*Document section*.
※ ※ ※
EWEA is against free allocation as it does not agree with the principle that the biggest polluters are proportionally rewarded with the greatest number of certificates. It runs against the polluter-pays principle (Article 174 of the Treaty Establishing the European Community).

It gives too free a hand to industry and Member States to turn the scheme to its advantage. The power generating sector have profited from notable windfall profits in the first year of the scheme, to the extent that one analyst ascribed the momentous M&A activity in the utilities sector to the windfall profits at an emissions trading scheme conference earlier this year.

Auctioning would solve this erroneous situation, and invoke real environmental-economic efficiencies by internalising the external costs of CO2 emissions into the power price. Analyses of the ETS put auctioning forward as the sensible option - see Climate Policy, the EU Emissions Trading Scheme, Grubb, and a most recently published paper, May 2006, by Sijm, Neuhoff and Chen.

Michael Grubb writes: “Several factors in combination have led to the present over allocation: a logically flawed basis to the allocation methodologies; corporate lobbying based upon competitiveness concerns; and the ability for each country to allocate free allowances to its own firms. It is almost as if each country was allowed to print its own Euros, without any reference to inflation risks, and then to give the Commission a weak legal mandate just to check that the surplus Euros did not constitute an illegal subsidy to specific sectors.”
※ ※ ※
*Problem requirements*.
Transcribe the passage on emissions allowance allocation, starting at "It gives too" and ending at "earlier this year.". The records that follow are drawn from a separate source unrelated to the passage on emissions allowance allocation.

*Material supplied*.
※ ※ ※
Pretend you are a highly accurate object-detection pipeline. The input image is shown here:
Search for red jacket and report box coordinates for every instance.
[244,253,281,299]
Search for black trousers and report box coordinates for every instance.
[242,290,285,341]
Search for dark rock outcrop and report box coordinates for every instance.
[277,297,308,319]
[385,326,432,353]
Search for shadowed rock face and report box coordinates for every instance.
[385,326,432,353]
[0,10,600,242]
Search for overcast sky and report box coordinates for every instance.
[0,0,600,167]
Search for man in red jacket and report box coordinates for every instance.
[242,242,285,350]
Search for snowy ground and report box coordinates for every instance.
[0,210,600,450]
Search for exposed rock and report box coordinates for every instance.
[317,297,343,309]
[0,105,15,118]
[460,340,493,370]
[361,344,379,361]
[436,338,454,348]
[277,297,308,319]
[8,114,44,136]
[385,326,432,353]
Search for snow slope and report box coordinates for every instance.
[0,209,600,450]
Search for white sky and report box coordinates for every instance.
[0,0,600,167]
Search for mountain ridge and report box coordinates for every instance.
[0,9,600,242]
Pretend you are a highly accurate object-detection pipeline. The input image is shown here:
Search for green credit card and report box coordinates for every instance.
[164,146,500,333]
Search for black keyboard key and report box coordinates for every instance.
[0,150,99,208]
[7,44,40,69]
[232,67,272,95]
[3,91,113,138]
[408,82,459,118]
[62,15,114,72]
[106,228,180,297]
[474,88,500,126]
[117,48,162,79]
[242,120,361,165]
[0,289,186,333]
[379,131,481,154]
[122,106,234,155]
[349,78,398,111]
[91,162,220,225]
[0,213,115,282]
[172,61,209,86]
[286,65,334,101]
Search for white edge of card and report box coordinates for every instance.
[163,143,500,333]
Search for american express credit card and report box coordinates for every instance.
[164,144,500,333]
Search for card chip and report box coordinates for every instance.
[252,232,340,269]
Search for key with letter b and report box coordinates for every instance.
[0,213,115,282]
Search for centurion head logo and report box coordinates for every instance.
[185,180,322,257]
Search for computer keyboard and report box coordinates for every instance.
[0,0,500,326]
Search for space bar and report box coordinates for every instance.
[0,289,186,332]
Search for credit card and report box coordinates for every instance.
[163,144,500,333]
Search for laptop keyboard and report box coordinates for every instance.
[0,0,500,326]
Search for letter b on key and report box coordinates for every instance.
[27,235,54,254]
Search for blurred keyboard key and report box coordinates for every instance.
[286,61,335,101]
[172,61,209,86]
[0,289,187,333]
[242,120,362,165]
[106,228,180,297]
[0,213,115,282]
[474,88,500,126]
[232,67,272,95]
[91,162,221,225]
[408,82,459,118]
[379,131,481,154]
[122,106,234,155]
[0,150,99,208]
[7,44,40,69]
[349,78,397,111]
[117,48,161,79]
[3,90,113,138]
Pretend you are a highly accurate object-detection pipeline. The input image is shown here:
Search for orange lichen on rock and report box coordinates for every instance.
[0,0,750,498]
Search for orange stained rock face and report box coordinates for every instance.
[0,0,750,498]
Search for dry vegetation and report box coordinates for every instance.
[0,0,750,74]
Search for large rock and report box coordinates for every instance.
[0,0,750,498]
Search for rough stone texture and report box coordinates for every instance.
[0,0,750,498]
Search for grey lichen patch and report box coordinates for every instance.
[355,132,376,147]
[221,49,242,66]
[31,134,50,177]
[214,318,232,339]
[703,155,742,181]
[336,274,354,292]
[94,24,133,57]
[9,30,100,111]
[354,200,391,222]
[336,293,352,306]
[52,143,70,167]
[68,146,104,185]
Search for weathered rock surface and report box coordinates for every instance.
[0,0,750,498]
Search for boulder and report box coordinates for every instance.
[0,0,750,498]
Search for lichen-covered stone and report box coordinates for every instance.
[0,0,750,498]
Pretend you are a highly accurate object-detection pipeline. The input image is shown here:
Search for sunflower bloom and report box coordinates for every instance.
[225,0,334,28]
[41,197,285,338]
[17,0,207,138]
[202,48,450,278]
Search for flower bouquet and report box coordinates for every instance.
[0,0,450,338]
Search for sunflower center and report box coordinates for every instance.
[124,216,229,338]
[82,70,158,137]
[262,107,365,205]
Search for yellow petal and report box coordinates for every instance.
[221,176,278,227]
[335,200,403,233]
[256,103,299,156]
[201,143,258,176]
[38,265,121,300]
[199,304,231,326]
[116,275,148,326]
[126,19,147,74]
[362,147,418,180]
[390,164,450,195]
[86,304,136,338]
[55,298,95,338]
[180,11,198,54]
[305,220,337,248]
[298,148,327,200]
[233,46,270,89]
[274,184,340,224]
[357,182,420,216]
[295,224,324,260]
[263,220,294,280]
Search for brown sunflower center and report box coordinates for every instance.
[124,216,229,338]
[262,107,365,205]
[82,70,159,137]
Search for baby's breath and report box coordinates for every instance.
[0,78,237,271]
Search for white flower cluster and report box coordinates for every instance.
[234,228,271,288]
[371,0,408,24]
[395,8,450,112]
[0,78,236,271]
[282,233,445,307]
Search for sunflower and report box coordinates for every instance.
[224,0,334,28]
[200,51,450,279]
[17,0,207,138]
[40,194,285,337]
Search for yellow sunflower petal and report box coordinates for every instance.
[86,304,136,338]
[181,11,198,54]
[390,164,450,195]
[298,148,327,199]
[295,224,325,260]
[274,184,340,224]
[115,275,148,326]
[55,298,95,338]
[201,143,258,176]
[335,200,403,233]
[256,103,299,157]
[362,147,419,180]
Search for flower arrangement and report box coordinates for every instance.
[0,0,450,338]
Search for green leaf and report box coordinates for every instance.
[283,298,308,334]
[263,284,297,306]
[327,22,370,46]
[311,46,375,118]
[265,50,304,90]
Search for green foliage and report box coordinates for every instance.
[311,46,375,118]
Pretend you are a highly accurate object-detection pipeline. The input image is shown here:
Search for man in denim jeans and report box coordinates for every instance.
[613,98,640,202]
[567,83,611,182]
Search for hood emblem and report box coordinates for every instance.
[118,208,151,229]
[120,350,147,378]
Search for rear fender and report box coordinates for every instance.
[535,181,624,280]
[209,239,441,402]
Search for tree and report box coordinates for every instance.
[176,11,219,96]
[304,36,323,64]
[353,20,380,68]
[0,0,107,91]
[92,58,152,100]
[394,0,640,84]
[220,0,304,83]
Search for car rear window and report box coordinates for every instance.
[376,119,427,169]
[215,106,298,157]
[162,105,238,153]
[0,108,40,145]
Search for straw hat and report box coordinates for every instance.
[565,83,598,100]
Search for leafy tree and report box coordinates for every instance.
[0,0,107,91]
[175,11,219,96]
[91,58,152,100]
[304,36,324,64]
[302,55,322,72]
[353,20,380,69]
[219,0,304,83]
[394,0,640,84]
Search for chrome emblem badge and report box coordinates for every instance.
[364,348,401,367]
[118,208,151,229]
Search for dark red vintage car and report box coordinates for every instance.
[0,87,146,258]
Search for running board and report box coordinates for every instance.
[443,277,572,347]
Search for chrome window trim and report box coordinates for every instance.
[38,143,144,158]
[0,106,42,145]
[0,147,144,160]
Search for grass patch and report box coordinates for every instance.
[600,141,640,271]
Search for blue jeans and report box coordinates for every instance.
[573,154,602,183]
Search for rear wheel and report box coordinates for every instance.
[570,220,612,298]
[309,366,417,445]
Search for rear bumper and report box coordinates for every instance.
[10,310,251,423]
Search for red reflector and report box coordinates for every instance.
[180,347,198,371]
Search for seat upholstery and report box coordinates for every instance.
※ ※ ※
*Output of the exercise*.
It gives too free a hand to industry and Member States to turn the scheme to its advantage. The power generating sector have profited from notable windfall profits in the first year of the scheme, to the extent that one analyst ascribed the momentous M&A activity in the utilities sector to the windfall profits at an emissions trading scheme conference earlier this year.